Stated goal:
Word for word, repeat the entries, minus the pictures.

▽

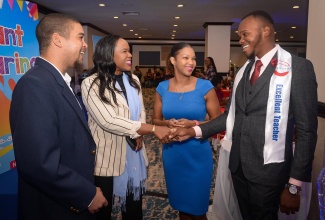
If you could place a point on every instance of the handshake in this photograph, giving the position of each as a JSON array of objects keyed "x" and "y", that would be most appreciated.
[{"x": 176, "y": 130}]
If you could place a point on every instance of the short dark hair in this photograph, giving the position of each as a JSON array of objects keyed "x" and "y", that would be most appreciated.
[
  {"x": 105, "y": 67},
  {"x": 261, "y": 15},
  {"x": 216, "y": 79},
  {"x": 50, "y": 24},
  {"x": 173, "y": 53}
]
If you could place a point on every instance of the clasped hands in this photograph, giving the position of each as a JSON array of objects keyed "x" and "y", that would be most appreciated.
[{"x": 177, "y": 130}]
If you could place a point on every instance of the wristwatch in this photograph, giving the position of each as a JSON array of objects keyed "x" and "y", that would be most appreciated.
[{"x": 293, "y": 189}]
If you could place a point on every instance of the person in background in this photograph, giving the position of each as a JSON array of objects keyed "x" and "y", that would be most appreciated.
[
  {"x": 138, "y": 73},
  {"x": 113, "y": 99},
  {"x": 158, "y": 76},
  {"x": 211, "y": 69},
  {"x": 274, "y": 94},
  {"x": 54, "y": 149},
  {"x": 149, "y": 79},
  {"x": 217, "y": 83},
  {"x": 184, "y": 101}
]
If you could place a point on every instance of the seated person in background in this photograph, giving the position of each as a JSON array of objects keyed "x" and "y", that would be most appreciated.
[
  {"x": 137, "y": 72},
  {"x": 217, "y": 83},
  {"x": 149, "y": 79},
  {"x": 158, "y": 76}
]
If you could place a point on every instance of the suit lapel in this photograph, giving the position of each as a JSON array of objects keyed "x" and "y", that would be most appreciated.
[
  {"x": 242, "y": 87},
  {"x": 72, "y": 100},
  {"x": 67, "y": 93},
  {"x": 259, "y": 84}
]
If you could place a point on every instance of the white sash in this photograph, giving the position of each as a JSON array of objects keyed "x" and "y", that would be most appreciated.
[{"x": 277, "y": 109}]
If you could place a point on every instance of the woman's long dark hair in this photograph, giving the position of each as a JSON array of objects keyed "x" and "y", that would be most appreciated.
[
  {"x": 105, "y": 67},
  {"x": 212, "y": 63}
]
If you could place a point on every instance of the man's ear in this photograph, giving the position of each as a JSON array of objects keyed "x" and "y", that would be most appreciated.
[
  {"x": 266, "y": 31},
  {"x": 172, "y": 60},
  {"x": 56, "y": 39}
]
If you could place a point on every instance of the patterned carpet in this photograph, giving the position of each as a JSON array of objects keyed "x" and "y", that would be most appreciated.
[{"x": 155, "y": 201}]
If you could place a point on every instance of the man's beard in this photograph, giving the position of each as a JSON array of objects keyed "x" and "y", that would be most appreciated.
[
  {"x": 78, "y": 66},
  {"x": 251, "y": 55}
]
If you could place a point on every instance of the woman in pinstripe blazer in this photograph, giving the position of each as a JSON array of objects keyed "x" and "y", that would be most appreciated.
[{"x": 113, "y": 99}]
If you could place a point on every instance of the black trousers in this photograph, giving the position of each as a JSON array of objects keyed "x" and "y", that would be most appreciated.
[
  {"x": 256, "y": 201},
  {"x": 133, "y": 208}
]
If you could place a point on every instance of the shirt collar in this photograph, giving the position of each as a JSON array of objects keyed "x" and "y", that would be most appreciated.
[{"x": 65, "y": 76}]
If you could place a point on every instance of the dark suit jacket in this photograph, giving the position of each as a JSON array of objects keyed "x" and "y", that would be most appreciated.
[
  {"x": 53, "y": 147},
  {"x": 249, "y": 128}
]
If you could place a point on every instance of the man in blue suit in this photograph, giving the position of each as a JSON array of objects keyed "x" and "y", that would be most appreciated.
[
  {"x": 274, "y": 94},
  {"x": 53, "y": 146}
]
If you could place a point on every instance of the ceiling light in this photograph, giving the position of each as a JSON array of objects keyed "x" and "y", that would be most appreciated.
[{"x": 130, "y": 13}]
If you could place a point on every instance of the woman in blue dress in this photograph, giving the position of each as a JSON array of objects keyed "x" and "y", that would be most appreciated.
[{"x": 184, "y": 101}]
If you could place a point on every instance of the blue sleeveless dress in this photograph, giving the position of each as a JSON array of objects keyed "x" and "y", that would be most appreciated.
[{"x": 188, "y": 164}]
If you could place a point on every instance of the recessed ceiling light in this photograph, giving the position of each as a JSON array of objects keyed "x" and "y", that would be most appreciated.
[{"x": 130, "y": 13}]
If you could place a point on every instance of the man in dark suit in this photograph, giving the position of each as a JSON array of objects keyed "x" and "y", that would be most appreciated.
[
  {"x": 53, "y": 146},
  {"x": 265, "y": 171}
]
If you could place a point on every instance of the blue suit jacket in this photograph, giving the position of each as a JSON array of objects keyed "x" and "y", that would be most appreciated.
[{"x": 53, "y": 147}]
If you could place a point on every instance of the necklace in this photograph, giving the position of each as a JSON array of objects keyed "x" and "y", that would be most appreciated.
[{"x": 181, "y": 96}]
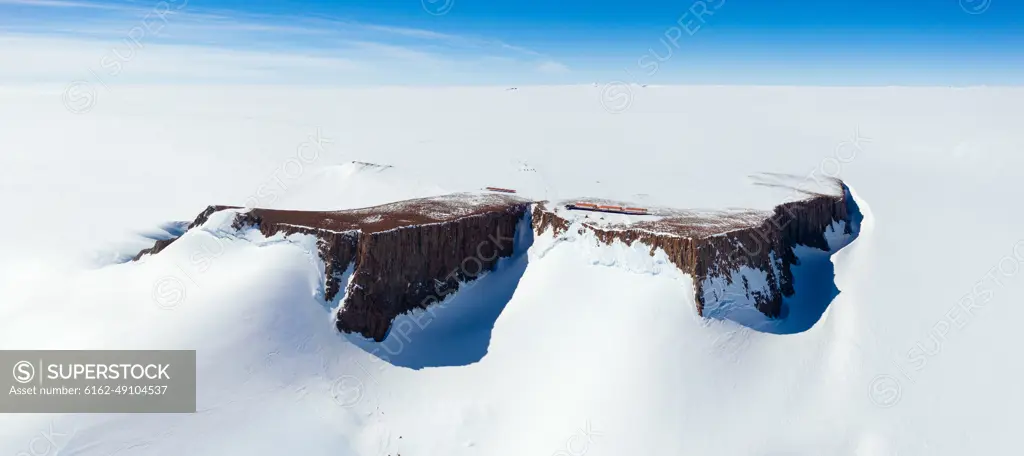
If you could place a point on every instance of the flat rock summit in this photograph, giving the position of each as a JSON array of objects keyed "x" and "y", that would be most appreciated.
[{"x": 389, "y": 259}]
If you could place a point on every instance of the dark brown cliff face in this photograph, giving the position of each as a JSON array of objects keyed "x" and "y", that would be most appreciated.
[
  {"x": 404, "y": 255},
  {"x": 412, "y": 254},
  {"x": 401, "y": 270},
  {"x": 715, "y": 251}
]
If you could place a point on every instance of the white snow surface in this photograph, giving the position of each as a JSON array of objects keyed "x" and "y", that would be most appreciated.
[{"x": 595, "y": 349}]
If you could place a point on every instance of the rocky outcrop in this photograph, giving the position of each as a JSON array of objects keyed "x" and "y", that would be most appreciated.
[
  {"x": 411, "y": 254},
  {"x": 718, "y": 250},
  {"x": 403, "y": 255}
]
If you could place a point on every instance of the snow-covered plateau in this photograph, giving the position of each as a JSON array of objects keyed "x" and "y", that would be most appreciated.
[{"x": 898, "y": 341}]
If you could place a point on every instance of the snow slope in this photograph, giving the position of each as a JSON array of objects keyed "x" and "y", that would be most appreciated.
[{"x": 586, "y": 348}]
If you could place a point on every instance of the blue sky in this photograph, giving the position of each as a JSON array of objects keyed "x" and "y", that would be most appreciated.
[{"x": 827, "y": 42}]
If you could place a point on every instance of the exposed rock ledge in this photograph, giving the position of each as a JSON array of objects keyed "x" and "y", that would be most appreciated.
[
  {"x": 404, "y": 255},
  {"x": 411, "y": 254}
]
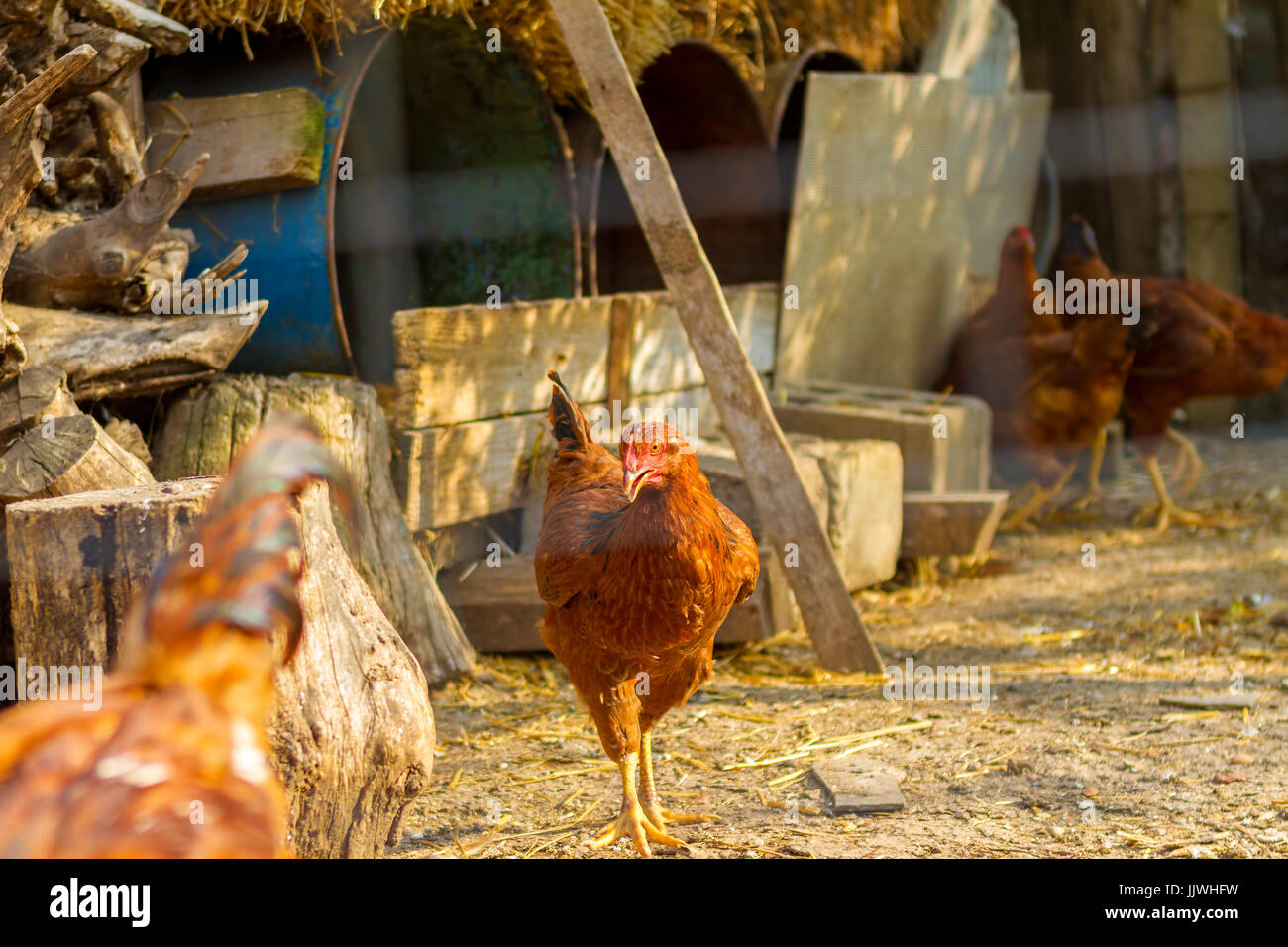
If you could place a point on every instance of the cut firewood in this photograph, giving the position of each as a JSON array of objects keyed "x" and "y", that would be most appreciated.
[
  {"x": 33, "y": 397},
  {"x": 206, "y": 425},
  {"x": 353, "y": 735},
  {"x": 93, "y": 264},
  {"x": 77, "y": 562},
  {"x": 69, "y": 457},
  {"x": 121, "y": 356}
]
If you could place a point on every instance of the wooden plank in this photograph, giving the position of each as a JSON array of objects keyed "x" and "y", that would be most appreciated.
[
  {"x": 833, "y": 622},
  {"x": 450, "y": 474},
  {"x": 469, "y": 363},
  {"x": 662, "y": 359},
  {"x": 263, "y": 141},
  {"x": 876, "y": 249},
  {"x": 951, "y": 523}
]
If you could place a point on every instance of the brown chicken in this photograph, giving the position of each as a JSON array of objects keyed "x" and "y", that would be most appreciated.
[
  {"x": 174, "y": 764},
  {"x": 1070, "y": 388},
  {"x": 638, "y": 565},
  {"x": 1193, "y": 342},
  {"x": 975, "y": 363}
]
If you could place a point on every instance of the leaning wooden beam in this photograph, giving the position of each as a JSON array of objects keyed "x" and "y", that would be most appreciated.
[{"x": 833, "y": 622}]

△

Answer for the task:
If you could place a point on every instance of the handshake in this photograph, giving the position of each as a JSON array of objects keyed "x" and "y", that would be most appreciated.
[{"x": 176, "y": 130}]
If you could place a point on every instance of the short dark hair in this photograph, giving the position of each as a JSON array of objects keyed "x" and "y", that would be most appreciated.
[
  {"x": 105, "y": 67},
  {"x": 261, "y": 15},
  {"x": 216, "y": 79},
  {"x": 50, "y": 24},
  {"x": 173, "y": 53}
]
If you could place a point on every instance of the clasped hands in this photograph, giving the position of each as a JSON array of objects keyed "x" and "y", that would be most appreciated.
[{"x": 177, "y": 130}]
If you could place a point on every instance of the wristwatch in this photograph, giving the position of each as a JSON array of objects keyed "x" and "y", that would be most appreciated.
[{"x": 293, "y": 189}]
If you could place a point on every instance of the person in background in this photograph, giving the position of each as a JSON array of objects keyed "x" and "y", that would be most appreciated.
[
  {"x": 138, "y": 73},
  {"x": 113, "y": 99},
  {"x": 158, "y": 76},
  {"x": 211, "y": 69},
  {"x": 274, "y": 94},
  {"x": 54, "y": 149},
  {"x": 149, "y": 79},
  {"x": 217, "y": 83},
  {"x": 184, "y": 101}
]
If you could place a point on every instance of the seated person in background in this photograph, giving the position of each as a JSON array of objects keyed "x" and "y", that would be most appreciated.
[
  {"x": 137, "y": 72},
  {"x": 217, "y": 83},
  {"x": 149, "y": 79},
  {"x": 158, "y": 76}
]
If you could place a point on every instance of the suit lapel in this photograph, giving the position of each as a JSON array of objects keyed "x" and "y", that would be most appreciated.
[
  {"x": 242, "y": 87},
  {"x": 72, "y": 100},
  {"x": 67, "y": 93},
  {"x": 259, "y": 84}
]
If you could place a point on every instance of the white sash in this photograph, giving the position of each as a JSON array of objects keyed "x" and "y", that would be most appreciated.
[{"x": 277, "y": 109}]
If you could place a point on every instance of the woman's long dark hair in this photograph, giving the position of each as a JSON array of objects keyed "x" and "y", that would be most appreciated.
[
  {"x": 105, "y": 67},
  {"x": 212, "y": 63}
]
If you could place a point on every instance of the man's ear in this photograph, giving the position of each as a JSON array of objects keyed "x" and "y", that would be most appreciated.
[
  {"x": 266, "y": 31},
  {"x": 172, "y": 60},
  {"x": 56, "y": 39}
]
If you could place a point on every instance of the patterned carpet in this photograph, giving the position of each as a JSON array of objects keyed "x" and "y", that would be most appreciated.
[{"x": 155, "y": 201}]
If you could place a point on every instance of the man's beard in this photograph, giving the position of each as a JSON array of objects keyed "x" and "y", that would be most appreciated.
[
  {"x": 78, "y": 66},
  {"x": 251, "y": 55}
]
If you could place a point on every instance of the woman in pinstripe blazer in this photograph, giving the position of each as a JSON array of objects keyed "x" and "y", that would be most appreciated.
[{"x": 113, "y": 99}]
If you could place a point on every instance of the black trousers in this photograph, giving the position of each as a JSON array of objects keyed "x" and "y", that would be most appreciated.
[
  {"x": 256, "y": 201},
  {"x": 133, "y": 208}
]
If you could place a point on every instance of the shirt collar in this photograph, giving the position of each as a JSON array of objects keyed "x" and "y", that would be most appreciated.
[{"x": 65, "y": 76}]
If you could place a point on every instance of the dark suit jacket in this photograph, giving the position of each as a JSON array of objects keyed "x" and "y", that would be most appreciated.
[
  {"x": 53, "y": 147},
  {"x": 249, "y": 128}
]
If you could place a point on every instance of the man in blue suit in this photograph, giving the position of each as a JSON array of objects keyed "x" and "y", that would be most appreciated.
[
  {"x": 274, "y": 94},
  {"x": 53, "y": 146}
]
If you could place a point on every instance of the ceiling light in this photograph, giving the position of each as a JSON array of objects keyed "x" and "y", that would be most appreciated.
[{"x": 130, "y": 13}]
If you could place a point on every instance of the woman in blue dress in this photograph, giving the position of each as a JSON array of objects keyed "x" and "y", that would be most appreciated.
[{"x": 184, "y": 101}]
If you could place a point on every instance of the blue sleeveless dress in this photograph, giving the position of each as a JSON array of objects keyed "x" and "y", that would be most appreciated.
[{"x": 188, "y": 164}]
If you could place a point on every instance of the recessed ceiling light in this photograph, giving the position of each as a JSON array of objects keyed "x" and "y", that would be most appreciated.
[{"x": 130, "y": 13}]
If you could place a point on every instance of the man in dark suit in this photograph, giving the position of each as a JSON array of objects keyed "x" and "y", that would be most appreciated.
[
  {"x": 53, "y": 146},
  {"x": 265, "y": 171}
]
If you could place a point on every instance of the blue suit jacket in this photograph, giving the position of each as a JSON array of objects keyed "x" and "y", that would be most appreciated.
[{"x": 53, "y": 147}]
If you could place a point on every instance of the necklace in this photograph, giving the position of each as a JSON array of objects keyed "x" and "y", that would be most appreciated.
[{"x": 181, "y": 96}]
If you could place a point on every instance of the flat rock summit in this photograph, giving the position of each as a JSON array of objects keyed "x" and "y", that would be most appreciated.
[{"x": 389, "y": 259}]
If you could place a point on every instance of the dark brown cliff face in this photograph, giving the position of each as a JSON array of objects keyed "x" and "y", that would be most appreciated.
[
  {"x": 404, "y": 255},
  {"x": 412, "y": 254},
  {"x": 401, "y": 270},
  {"x": 715, "y": 251}
]
If you could place a point on every instance of the white snow surface in this photograph, giving the position of each as a JSON array of objects keyed "x" and "y", that would be most appreciated.
[{"x": 595, "y": 349}]
If you could place a point on every instance of the rocky outcrop in this photograph, giving the position of each as a JSON array of objects keyed "x" and "y", that would be most appreciated.
[
  {"x": 411, "y": 254},
  {"x": 718, "y": 250},
  {"x": 403, "y": 255}
]
If you could place a point on every instance of the snow-covered plateau in this photograph, giving the position of each as a JSON array of objects keyed "x" and "y", that would be most appreciated.
[{"x": 898, "y": 341}]
If you could place a point on every instance of the snow slope in this photograph, giving the position of each as a JSON array of objects keyed "x" and "y", that would be most appreciated.
[{"x": 586, "y": 348}]
If you could place a point on every instance of the blue sky in this photograph, giving the position of each as a JSON array of objects keyed "x" and "y", that would be most appreciated.
[{"x": 827, "y": 42}]
If you could place a point on every instance of the exposed rock ledge in this photograph, giving the position of each as a JSON array of objects keyed "x" and "y", that would be most appreciated.
[
  {"x": 404, "y": 255},
  {"x": 411, "y": 254}
]
If you could place a point on every instance of the cut firewood in this photograph, giving the position of each as a JSON array of objects keyed "x" and "y", that would be most appreciated.
[
  {"x": 33, "y": 397},
  {"x": 206, "y": 425},
  {"x": 353, "y": 735},
  {"x": 93, "y": 264},
  {"x": 77, "y": 562},
  {"x": 69, "y": 457},
  {"x": 121, "y": 356}
]
If you could place a point on every instance of the wooden plank in this photograph, giving the position of each as a JSON array of objects keyed "x" and "y", that would be most appreciated.
[
  {"x": 833, "y": 622},
  {"x": 450, "y": 474},
  {"x": 469, "y": 363},
  {"x": 662, "y": 359},
  {"x": 263, "y": 141},
  {"x": 876, "y": 249},
  {"x": 951, "y": 523}
]
If you could place a point on every instance of the brown chicken in this photograph, giving the position of each as a JSON array of objects keyed "x" and "y", that would be most appreciated.
[
  {"x": 174, "y": 764},
  {"x": 1070, "y": 388},
  {"x": 638, "y": 565},
  {"x": 1193, "y": 342},
  {"x": 975, "y": 363}
]
If you could place a point on every instance of the leaning wooden beam in this photograph, giving the position of each as a JSON array of objects keyed "x" and "y", that would be most appreciated.
[{"x": 833, "y": 622}]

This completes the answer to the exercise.